Entries supplied

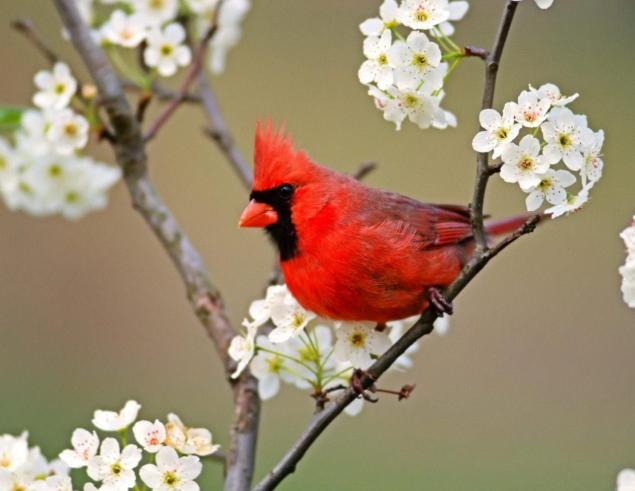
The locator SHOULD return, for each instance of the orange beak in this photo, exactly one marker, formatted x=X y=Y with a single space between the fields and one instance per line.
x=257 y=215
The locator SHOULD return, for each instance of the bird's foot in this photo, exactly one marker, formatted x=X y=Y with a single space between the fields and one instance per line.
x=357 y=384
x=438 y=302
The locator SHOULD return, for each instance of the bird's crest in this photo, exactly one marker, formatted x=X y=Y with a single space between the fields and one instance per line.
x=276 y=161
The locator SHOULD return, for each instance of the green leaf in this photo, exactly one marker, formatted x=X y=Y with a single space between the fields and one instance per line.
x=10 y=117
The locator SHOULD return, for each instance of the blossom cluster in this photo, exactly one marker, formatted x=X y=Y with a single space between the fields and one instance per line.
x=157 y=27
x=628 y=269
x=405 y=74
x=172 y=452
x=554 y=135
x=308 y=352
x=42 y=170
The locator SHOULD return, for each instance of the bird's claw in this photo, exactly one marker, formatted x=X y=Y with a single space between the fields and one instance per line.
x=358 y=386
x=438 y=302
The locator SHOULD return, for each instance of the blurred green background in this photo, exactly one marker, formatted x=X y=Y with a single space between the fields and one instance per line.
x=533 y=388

Exercise
What you return should match the material line for line, with the images removed.

Solution
The locator SHOULD return, for each instance of the orange beak in this photo, exactly one marker, formatted x=X y=Y with a single space between the fields and one instance per line.
x=257 y=215
The locator SHOULD return, for each instance of the bird's foot in this photo, exactly one marker, formatted x=X y=Y with a single space between the fields and one instance per line.
x=357 y=384
x=438 y=302
The locator SHOULD return, for each instance of the bird's crest in this photo, exactly one marker, formatted x=X y=Y with a single space between the fields and one instance per line.
x=276 y=161
The locator SHOULD return, for each instance of the green leaf in this photo, exactly one marker, formatted x=X y=Y with a single space between the fields and one instance per line.
x=10 y=117
The locator SHOULD return, for each instance of the blossom cluster in this photo, exactly one marker, formatted x=X y=Y with a single space between the fields and one instance per line.
x=157 y=27
x=628 y=269
x=405 y=74
x=172 y=452
x=554 y=135
x=308 y=352
x=42 y=170
The locator SHOULD return, for each instance of the bird's claw in this photo, exactly one marker, formatted x=X y=Y with a single space between the fields and one instance per line.
x=358 y=386
x=438 y=302
The locator SHOULD return, for each instance of the blurred green background in this photo, exactly one marker, formatted x=X y=Y with a single space between the fields and one instance per line.
x=533 y=388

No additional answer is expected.